● **WHAT THE TASK ASKS**
Retype, word for word, every line of the records below starting at the one that contains "Would you mind marking the car roof" and ending at the one that contains "Would you mind marking the utility"; include both of those lines and nothing more.

● **EXERCISE MATERIAL**
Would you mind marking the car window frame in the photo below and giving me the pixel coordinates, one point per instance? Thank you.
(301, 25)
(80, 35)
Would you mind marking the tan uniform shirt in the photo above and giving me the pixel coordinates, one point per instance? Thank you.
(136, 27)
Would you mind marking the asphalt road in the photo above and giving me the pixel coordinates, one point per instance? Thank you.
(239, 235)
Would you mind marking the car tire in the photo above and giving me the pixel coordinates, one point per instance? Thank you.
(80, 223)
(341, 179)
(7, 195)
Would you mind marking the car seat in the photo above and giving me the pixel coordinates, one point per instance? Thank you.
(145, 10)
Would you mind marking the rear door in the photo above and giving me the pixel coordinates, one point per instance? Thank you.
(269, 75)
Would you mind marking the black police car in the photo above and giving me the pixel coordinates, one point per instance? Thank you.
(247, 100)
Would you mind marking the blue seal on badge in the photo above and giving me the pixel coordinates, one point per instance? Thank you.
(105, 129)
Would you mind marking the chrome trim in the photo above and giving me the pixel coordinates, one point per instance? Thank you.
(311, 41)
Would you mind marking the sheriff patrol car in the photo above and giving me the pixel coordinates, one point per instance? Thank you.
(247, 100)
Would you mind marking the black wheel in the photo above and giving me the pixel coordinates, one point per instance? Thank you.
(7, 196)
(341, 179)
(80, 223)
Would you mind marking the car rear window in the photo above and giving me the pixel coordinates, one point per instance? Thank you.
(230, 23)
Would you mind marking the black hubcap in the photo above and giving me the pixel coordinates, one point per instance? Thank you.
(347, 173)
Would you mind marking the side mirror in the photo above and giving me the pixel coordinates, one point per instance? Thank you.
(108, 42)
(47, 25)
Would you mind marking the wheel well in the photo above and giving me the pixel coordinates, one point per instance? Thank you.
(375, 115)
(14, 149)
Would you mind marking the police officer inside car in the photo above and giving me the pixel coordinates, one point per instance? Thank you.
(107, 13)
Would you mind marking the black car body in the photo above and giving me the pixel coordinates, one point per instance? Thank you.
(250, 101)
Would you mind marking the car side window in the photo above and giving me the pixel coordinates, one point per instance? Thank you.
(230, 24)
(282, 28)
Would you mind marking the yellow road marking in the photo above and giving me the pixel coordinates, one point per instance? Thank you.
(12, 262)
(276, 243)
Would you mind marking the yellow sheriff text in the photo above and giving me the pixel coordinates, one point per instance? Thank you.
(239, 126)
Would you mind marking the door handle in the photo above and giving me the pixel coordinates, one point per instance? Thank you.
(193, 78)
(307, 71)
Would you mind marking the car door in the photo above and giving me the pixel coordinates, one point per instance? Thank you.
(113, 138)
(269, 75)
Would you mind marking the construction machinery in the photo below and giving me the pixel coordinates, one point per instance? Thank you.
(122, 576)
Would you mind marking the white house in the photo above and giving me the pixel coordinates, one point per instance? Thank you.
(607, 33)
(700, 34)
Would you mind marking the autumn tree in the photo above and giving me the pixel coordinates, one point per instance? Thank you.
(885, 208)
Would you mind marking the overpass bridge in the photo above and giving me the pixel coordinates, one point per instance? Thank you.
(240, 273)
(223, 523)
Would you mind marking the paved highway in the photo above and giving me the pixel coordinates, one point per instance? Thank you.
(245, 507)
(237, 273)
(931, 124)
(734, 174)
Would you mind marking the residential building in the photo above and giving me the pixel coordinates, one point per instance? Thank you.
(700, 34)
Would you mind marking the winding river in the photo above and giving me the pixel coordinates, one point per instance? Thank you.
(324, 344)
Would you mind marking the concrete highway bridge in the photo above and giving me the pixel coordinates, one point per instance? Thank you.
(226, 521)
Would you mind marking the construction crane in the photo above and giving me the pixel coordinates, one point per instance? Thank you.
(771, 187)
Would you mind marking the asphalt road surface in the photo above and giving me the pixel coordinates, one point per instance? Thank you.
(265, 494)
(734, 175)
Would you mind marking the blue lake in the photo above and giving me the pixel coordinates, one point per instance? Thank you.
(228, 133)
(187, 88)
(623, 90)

--

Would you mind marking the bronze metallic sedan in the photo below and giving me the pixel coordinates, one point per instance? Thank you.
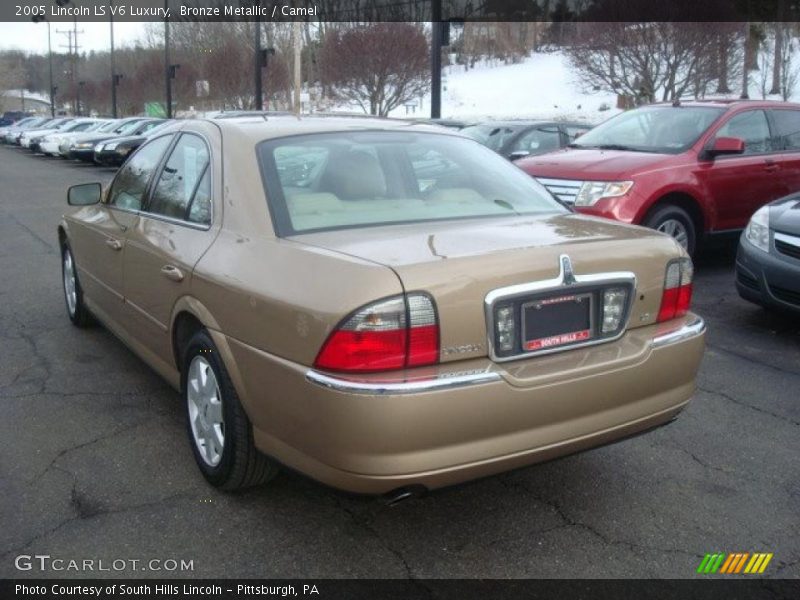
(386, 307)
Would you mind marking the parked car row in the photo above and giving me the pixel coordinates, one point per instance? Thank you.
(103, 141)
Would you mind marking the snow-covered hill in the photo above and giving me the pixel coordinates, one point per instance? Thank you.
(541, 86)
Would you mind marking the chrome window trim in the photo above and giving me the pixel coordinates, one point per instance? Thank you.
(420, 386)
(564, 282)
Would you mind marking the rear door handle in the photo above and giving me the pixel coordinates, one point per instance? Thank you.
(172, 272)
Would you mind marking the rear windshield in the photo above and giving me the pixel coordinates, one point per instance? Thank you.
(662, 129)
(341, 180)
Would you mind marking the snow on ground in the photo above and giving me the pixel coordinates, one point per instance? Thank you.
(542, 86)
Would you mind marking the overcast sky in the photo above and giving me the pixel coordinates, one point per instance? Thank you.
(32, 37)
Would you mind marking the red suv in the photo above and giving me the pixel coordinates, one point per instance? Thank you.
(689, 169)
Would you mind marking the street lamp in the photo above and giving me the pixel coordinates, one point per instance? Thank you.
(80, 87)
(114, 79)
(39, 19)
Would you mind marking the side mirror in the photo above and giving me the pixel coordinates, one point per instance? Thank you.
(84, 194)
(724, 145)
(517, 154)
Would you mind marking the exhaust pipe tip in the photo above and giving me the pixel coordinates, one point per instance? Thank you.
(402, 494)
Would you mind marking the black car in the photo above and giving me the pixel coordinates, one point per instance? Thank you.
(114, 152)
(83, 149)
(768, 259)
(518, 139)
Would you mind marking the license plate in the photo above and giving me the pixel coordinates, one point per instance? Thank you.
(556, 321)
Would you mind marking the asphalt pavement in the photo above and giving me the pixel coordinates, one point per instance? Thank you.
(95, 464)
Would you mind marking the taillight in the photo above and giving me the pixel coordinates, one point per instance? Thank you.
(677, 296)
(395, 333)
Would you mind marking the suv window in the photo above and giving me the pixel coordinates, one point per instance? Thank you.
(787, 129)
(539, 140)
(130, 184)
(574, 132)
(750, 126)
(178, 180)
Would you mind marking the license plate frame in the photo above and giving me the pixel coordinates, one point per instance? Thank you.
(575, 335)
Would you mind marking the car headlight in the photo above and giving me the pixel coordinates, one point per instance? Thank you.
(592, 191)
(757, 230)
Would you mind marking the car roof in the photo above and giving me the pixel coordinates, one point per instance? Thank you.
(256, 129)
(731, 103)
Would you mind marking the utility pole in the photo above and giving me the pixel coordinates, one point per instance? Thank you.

● **REPLY**
Would you mind marking the car roof in the photo above and giving me the pixel coordinates, one point per instance? Thank you.
(256, 129)
(731, 103)
Would you mind marking the utility pole in the photo above and giving me the pixel coordinates, one point per instance? Thank you.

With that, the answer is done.